*Required work*
1 - Answer from the post about software RAID on Linux:
(a) About how long ago were the two servers installed?
(b) What drive and storage setup do both systems have?
(c) What did the rebooted system say had to be run manually?
2 - Carry on the post about the mdadm RAID problem on the KVM hosts, starting right after its last sentence.

*Source document*
■ ■ ■ ■
Linux – Software raid mdadm not adding spare

kvm-virtualizationlinuxmdadmraidsoftware-raid

I just discovered the same problem on two brand new and identical servers installed only about 9 months ago. I was unable to write to the disk on both of them, because the system had marked it read-only. Logs indicated there was some sort of disk error on both.

Note that I'm running KVM with several guests on each of these servers. The guests were all running fine, but the problem was in the KVM host. This probably doesn't matter, but maybe it pertains. Both systems have only two drives with software raid1 and LVM on top. Each KVM guest has its own LVM partition as well.

Both systems were showing a degraded RAID1 array when looking at /proc/mdstat.

So I rebooted one of the systems, and it told me I needed to manually run fsck. So I did so. It appeared to fix the problems and a reboot brought the system back up normally. The same process worked on the 2nd server as well.
■ ■ ■ ■
*Records shown*
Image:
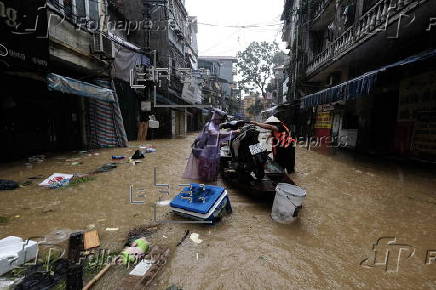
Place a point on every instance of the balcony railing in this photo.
(373, 21)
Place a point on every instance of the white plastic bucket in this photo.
(287, 203)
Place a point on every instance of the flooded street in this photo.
(350, 205)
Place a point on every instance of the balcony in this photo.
(375, 20)
(323, 14)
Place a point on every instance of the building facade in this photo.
(360, 71)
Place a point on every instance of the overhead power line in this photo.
(241, 26)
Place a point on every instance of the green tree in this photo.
(256, 62)
(256, 108)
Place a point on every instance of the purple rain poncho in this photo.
(206, 166)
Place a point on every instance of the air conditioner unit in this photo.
(102, 45)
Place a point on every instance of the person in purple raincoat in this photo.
(203, 163)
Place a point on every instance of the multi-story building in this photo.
(172, 35)
(362, 71)
(63, 56)
(74, 58)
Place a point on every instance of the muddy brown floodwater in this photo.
(351, 204)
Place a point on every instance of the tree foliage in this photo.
(256, 62)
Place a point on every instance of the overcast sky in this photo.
(226, 41)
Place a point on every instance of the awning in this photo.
(75, 87)
(270, 110)
(357, 87)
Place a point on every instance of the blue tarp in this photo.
(357, 87)
(197, 204)
(75, 87)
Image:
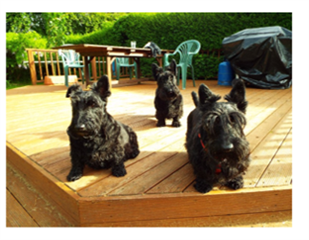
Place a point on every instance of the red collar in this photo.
(218, 169)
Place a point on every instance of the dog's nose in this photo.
(171, 93)
(81, 127)
(228, 147)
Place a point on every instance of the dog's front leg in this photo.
(176, 122)
(118, 168)
(76, 170)
(202, 185)
(161, 122)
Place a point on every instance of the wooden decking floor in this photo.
(158, 188)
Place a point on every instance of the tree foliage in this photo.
(168, 30)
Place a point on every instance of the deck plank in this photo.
(279, 171)
(161, 176)
(16, 215)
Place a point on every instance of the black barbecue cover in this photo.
(261, 56)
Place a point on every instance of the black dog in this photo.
(155, 50)
(216, 144)
(168, 100)
(96, 138)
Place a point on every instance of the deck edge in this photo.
(57, 193)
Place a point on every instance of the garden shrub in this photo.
(16, 55)
(167, 30)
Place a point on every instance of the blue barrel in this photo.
(226, 74)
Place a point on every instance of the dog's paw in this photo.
(119, 171)
(135, 153)
(235, 183)
(73, 177)
(202, 186)
(176, 124)
(161, 123)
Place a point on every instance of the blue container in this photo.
(226, 74)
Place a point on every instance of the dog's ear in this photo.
(72, 89)
(103, 87)
(206, 95)
(238, 95)
(156, 70)
(173, 67)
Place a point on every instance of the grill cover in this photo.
(261, 56)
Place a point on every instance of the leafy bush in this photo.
(168, 30)
(16, 55)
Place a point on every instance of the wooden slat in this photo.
(268, 219)
(279, 171)
(267, 150)
(28, 176)
(160, 178)
(16, 215)
(170, 206)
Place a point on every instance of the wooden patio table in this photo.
(89, 51)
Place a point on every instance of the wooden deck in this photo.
(158, 188)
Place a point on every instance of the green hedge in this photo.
(16, 55)
(168, 30)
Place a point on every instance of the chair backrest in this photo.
(187, 49)
(122, 61)
(69, 57)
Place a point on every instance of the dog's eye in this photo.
(92, 104)
(232, 119)
(217, 120)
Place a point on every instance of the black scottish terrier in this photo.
(155, 49)
(215, 141)
(168, 100)
(96, 138)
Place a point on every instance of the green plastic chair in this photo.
(70, 59)
(186, 50)
(124, 62)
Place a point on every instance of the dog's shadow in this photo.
(137, 121)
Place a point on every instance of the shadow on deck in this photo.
(158, 189)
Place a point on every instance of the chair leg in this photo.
(66, 76)
(184, 77)
(130, 72)
(83, 79)
(117, 71)
(193, 79)
(136, 72)
(178, 75)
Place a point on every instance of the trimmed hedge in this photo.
(168, 30)
(16, 43)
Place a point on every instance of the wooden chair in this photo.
(186, 50)
(70, 59)
(124, 62)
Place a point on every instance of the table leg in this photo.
(159, 60)
(139, 72)
(109, 70)
(87, 62)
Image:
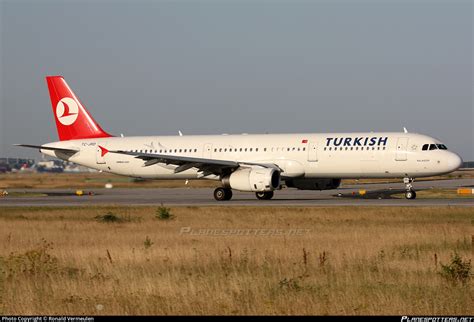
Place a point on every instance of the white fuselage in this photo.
(332, 155)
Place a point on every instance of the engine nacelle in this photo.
(253, 179)
(314, 184)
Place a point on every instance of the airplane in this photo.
(261, 163)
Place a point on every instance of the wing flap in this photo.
(205, 166)
(42, 147)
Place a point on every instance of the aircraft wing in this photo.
(205, 166)
(41, 147)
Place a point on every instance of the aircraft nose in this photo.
(454, 161)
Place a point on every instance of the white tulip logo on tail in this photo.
(67, 111)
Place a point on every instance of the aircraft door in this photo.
(312, 152)
(207, 151)
(100, 154)
(401, 152)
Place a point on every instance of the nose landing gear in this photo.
(410, 192)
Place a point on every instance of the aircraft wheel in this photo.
(265, 195)
(222, 194)
(410, 194)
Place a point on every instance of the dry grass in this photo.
(351, 261)
(25, 180)
(29, 180)
(437, 194)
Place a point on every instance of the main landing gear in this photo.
(410, 192)
(224, 194)
(264, 195)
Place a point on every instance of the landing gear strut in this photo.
(222, 194)
(410, 192)
(264, 195)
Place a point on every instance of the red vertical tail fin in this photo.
(72, 119)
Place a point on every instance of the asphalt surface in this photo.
(377, 195)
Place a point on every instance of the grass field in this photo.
(284, 260)
(26, 180)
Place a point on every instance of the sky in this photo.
(211, 67)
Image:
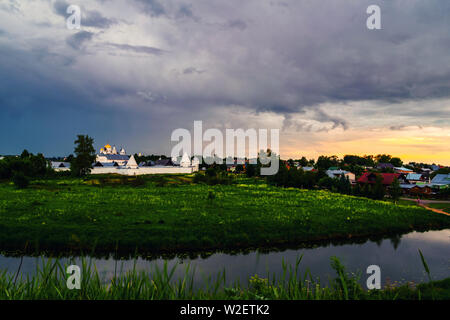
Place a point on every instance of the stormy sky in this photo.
(138, 69)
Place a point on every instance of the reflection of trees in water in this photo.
(125, 254)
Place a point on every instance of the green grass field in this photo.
(170, 214)
(296, 283)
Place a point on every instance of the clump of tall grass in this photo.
(49, 282)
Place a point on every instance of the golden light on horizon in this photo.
(429, 145)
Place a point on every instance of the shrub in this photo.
(20, 180)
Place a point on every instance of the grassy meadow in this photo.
(295, 283)
(167, 214)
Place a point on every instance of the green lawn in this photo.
(170, 214)
(443, 206)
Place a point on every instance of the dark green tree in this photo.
(81, 164)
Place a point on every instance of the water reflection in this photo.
(397, 257)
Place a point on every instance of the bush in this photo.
(20, 180)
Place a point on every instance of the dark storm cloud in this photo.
(288, 58)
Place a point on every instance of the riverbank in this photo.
(171, 214)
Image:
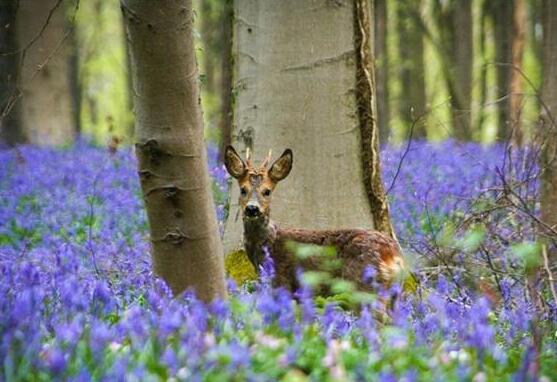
■ ■ ■ ■
*Task-by-task results*
1 -
(a) About 9 months ago.
(b) Only two drives, with software raid1 and LVM on top.
(c) fsck.

2 -
Next I ran mdadm --manage /dev/md0 --add /dev/sdb1 to add the failed drive back into the array. This worked fine on both servers. For the next hour or so, looking at /proc/mdstat showed progress being made on the drives syncing. After about an hour, one system finished, and /proc/mdstat showed everything working nicely with [UU].

However, on the other system, after about 1.5 hours, the system load skyrocketed and nothing was responsive. A few minutes later, everything came back. But looking at /proc/mdstat now shows the following:

root@bond:/etc# cat /proc/mdstat
Personalities : [linear] [multipath] [raid0] [raid1] [raid6] [raid5] [raid4] [raid10] 
md0 : active raid1 sda1[2] sdb1[1]
      293033536 blocks [2/1] [_U]

unused devices: <none>

As you can see, it appears to be no longer syncing. The percentage completed, time remaining, etc. is no longer show. However, running mdadm --detail /dev/md0 shows this:

root@bond:/etc# mdadm --detail /dev/md0
/dev/md0:
        Version : 00.90
  Creation Time : Mon Nov 30 20:04:44 2009
     Raid Level : raid1
     Array Size : 293033536 (279.46 GiB 300.07 GB)
  Used Dev Size : 293033536 (279.46 GiB 300.07 GB)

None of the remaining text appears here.